文書抜粋
· · ·
刑務所という閉ざされた空間では、どんなことが起きていたとしても外部に伝わることは滅多にない。刑務官による受刑者への暴行を裏付けるための「証拠」が、このほど裁判所の決定で刑務所から開示された。極めて異例だそうだ。
暴行を受けたと訴えているのは、京都刑務所で服役している男性である。申立書によると、昨年12月はじめ、作業を終えて食堂に集まっていた時に刑務官に因縁をつけられ、他の受刑者から見えない場所に連れていかれた。そして、足払いをかけて横倒しにされたうえ、腹部を膝蹴りされたり腕で首を絞められたりして、頭や顔にけがをしたという。
男性は国家賠償を求めて提訴する前提として、京都地方裁判所に証拠保全を申し立て、12月下旬に決定が出た。刑務所が男性を診療した際のカルテや処方箋、X線写真、頭部や顔面の写真、男性からの聴取記録、発生当時の食堂の映像、外部の医療機関での頭部の撮影画像などの開示が認められた。
代理人の村岡美奈弁護士によると、開示された証拠から、刑務所内での診察や事情聴取の状況が分かったのはもちろん、「刑務所側もある程度、暴行事件と捉えて調査していた様子が窺われる」という。近く、国家賠償請求訴訟を起こす方針だ。
これまでにも刑務所内で暴行を受けたと訴え、刑事告訴をしたり賠償請求訴訟を起こしたりする受刑者はいた。しかし、密室での出来事のために、刑務所側が暴行を否定すれば、検察も裁判所も「事実があったと認めるに足る証拠がない」と門前払いにするケースがほとんどだった。今回、その「証拠」となり得る諸資料が開示された意義はとても大きい。
刑事弁護関係者の解説では、裁判官も官僚組織の一員なので、基本的に「官」に対する信頼は厚いという。証拠保全は、刑事事件での捜査・押収に等しいから、裁判官の感覚として官に対して認めることは通常あり得ないそうだ。それに「受刑者はどうせ悪いことをした奴らだ」との既成観念もあって、受刑者の訴えに耳を貸さないらしい。
· · ·
練習問題
• A. 刑務所での暴行についての文章を読み、次の問いに答えなさい。
(i) 暴行を受けたと訴えている男性は、どこの刑務所で服役しているか。
(ii) 男性は、どの裁判所に証拠保全を申し立てたか。
(iii) 男性の代理人を務める弁護士の名前は何か。
• B. 刑務所での暴行についての文章のうち、「刑務所という閉ざされた空間で」から「賠償請求訴訟を起こす方針だ。」までをすべて、一字一句違えずに書き写しなさい。
· · ·
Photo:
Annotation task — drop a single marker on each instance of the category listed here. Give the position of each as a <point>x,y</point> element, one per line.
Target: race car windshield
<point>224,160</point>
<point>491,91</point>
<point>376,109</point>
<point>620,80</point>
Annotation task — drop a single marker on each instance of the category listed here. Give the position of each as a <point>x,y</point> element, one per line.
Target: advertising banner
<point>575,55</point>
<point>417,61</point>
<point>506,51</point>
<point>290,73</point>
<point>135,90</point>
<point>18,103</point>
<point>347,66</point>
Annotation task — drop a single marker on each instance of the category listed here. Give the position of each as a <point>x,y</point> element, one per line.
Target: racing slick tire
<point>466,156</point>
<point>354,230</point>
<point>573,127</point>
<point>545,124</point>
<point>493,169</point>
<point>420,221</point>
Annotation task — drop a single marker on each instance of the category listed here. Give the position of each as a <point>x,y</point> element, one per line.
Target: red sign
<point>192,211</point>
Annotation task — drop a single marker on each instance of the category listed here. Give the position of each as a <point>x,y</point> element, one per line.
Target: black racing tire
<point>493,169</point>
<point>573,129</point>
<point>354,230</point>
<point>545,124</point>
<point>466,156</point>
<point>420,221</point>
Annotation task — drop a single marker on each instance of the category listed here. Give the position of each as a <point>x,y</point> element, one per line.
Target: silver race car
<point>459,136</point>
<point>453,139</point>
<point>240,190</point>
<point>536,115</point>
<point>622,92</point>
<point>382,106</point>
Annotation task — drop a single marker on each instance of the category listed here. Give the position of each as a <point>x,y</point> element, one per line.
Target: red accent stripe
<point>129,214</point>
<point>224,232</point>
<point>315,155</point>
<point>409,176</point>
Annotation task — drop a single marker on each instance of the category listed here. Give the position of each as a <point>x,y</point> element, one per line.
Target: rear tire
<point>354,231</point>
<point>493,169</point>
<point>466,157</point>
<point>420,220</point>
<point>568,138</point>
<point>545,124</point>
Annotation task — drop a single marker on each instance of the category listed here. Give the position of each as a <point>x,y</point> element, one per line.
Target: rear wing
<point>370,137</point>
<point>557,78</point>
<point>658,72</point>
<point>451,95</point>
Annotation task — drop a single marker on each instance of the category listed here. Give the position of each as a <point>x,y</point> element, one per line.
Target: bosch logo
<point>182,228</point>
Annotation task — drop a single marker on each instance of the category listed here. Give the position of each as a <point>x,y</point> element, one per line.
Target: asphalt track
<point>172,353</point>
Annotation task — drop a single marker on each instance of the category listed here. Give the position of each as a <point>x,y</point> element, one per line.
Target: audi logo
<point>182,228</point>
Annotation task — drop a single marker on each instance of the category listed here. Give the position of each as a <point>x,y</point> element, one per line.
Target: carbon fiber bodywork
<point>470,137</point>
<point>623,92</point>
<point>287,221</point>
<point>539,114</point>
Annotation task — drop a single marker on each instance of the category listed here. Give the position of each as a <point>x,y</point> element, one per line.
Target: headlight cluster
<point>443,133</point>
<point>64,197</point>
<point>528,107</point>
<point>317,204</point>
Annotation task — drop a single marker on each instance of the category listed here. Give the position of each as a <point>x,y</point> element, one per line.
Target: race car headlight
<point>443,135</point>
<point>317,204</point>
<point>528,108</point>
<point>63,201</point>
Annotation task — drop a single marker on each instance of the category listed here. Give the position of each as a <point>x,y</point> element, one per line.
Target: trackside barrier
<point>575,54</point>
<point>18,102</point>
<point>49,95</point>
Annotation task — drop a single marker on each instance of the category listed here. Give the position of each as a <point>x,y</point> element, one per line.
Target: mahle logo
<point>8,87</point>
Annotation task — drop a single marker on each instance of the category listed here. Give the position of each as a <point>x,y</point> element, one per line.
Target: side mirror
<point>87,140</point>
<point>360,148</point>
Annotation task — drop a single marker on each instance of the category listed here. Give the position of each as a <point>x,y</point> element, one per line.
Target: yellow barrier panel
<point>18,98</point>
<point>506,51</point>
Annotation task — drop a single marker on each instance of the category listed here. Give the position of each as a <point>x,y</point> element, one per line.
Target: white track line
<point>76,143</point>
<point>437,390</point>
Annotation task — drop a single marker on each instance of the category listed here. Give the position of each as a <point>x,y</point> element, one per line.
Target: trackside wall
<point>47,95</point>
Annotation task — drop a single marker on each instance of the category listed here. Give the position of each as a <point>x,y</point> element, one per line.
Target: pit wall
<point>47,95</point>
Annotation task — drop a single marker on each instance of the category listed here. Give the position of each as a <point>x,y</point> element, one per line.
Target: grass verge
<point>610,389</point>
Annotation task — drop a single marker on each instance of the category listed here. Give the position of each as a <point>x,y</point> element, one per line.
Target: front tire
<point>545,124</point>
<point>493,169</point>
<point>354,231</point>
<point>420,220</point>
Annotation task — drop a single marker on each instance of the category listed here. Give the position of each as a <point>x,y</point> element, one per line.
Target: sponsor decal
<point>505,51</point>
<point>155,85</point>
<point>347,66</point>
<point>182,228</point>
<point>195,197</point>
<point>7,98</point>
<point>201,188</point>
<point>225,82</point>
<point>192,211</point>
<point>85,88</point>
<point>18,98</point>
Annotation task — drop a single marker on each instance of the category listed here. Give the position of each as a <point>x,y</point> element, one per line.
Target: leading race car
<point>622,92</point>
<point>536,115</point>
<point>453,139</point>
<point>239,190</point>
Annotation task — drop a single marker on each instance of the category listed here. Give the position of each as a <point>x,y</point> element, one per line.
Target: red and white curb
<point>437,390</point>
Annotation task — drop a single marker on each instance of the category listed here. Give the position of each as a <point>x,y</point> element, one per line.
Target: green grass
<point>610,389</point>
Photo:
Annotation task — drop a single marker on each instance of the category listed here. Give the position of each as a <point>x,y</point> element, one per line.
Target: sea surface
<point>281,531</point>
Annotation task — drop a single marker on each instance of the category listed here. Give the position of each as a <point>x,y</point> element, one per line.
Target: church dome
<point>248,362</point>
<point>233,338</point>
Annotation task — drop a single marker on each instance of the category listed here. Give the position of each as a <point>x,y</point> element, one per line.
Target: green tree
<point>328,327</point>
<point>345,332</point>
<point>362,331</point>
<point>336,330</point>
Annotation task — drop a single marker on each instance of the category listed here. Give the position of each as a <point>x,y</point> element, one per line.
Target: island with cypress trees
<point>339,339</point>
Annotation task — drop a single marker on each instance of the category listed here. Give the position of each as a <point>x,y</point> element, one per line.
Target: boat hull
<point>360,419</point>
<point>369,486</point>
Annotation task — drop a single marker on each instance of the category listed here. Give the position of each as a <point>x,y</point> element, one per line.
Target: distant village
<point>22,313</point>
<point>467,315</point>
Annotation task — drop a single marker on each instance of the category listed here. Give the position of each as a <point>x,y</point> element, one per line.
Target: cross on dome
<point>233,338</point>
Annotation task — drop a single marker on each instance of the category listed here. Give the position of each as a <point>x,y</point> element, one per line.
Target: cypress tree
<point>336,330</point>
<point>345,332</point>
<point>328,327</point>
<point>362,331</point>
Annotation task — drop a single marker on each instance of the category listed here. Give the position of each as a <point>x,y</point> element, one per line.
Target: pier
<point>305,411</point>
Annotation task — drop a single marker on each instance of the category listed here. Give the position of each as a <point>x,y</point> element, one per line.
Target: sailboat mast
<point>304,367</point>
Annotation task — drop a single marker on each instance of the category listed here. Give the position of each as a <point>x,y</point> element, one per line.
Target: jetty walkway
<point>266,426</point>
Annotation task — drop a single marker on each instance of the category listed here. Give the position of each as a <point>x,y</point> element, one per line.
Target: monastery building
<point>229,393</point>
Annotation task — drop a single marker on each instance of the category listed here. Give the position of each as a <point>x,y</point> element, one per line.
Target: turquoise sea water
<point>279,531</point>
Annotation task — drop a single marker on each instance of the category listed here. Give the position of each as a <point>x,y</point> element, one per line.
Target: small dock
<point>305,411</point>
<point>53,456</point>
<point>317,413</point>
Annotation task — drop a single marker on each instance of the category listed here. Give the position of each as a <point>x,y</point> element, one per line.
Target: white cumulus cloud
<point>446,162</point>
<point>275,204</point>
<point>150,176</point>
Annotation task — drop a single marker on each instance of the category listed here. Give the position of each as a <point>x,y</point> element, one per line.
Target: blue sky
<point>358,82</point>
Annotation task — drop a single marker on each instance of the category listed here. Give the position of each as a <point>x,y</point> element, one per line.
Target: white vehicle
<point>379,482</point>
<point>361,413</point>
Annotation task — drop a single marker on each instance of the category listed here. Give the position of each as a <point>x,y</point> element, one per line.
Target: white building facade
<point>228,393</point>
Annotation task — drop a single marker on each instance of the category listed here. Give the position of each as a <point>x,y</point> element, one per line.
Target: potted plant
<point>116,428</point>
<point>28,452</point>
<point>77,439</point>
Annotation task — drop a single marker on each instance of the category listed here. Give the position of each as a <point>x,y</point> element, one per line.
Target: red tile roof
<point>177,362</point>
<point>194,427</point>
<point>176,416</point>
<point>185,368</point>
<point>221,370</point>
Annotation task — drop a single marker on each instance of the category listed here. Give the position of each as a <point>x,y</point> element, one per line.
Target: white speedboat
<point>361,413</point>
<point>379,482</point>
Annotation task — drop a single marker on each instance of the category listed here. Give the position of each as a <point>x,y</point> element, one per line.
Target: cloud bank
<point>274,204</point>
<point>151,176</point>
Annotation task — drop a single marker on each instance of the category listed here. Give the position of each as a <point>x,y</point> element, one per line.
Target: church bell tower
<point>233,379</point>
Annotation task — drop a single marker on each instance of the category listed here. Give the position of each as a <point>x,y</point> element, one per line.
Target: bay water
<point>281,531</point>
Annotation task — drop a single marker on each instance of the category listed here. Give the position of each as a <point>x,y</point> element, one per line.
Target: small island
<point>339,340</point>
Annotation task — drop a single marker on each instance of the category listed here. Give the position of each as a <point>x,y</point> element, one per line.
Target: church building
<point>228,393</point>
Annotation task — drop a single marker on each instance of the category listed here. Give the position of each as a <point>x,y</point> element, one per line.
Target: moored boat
· · ·
解答例
• A.
(i) 京都刑務所
(ii) 京都地方裁判所
(iii) 村岡美奈

• B.
刑務所という閉ざされた空間では、どんなことが起きていたとしても外部に伝わることは滅多にない。刑務官による受刑者への暴行を裏付けるための「証拠」が、このほど裁判所の決定で刑務所から開示された。極めて異例だそうだ。
暴行を受けたと訴えているのは、京都刑務所で服役している男性である。申立書によると、昨年12月はじめ、作業を終えて食堂に集まっていた時に刑務官に因縁をつけられ、他の受刑者から見えない場所に連れていかれた。そして、足払いをかけて横倒しにされたうえ、腹部を膝蹴りされたり腕で首を絞められたりして、頭や顔にけがをしたという。
男性は国家賠償を求めて提訴する前提として、京都地方裁判所に証拠保全を申し立て、12月下旬に決定が出た。刑務所が男性を診療した際のカルテや処方箋、X線写真、頭部や顔面の写真、男性からの聴取記録、発生当時の食堂の映像、外部の医療機関での頭部の撮影画像などの開示が認められた。
代理人の村岡美奈弁護士によると、開示された証拠から、刑務所内での診察や事情聴取の状況が分かったのはもちろん、「刑務所側もある程度、暴行事件と捉えて調査していた様子が窺われる」という。近く、国家賠償請求訴訟を起こす方針だ。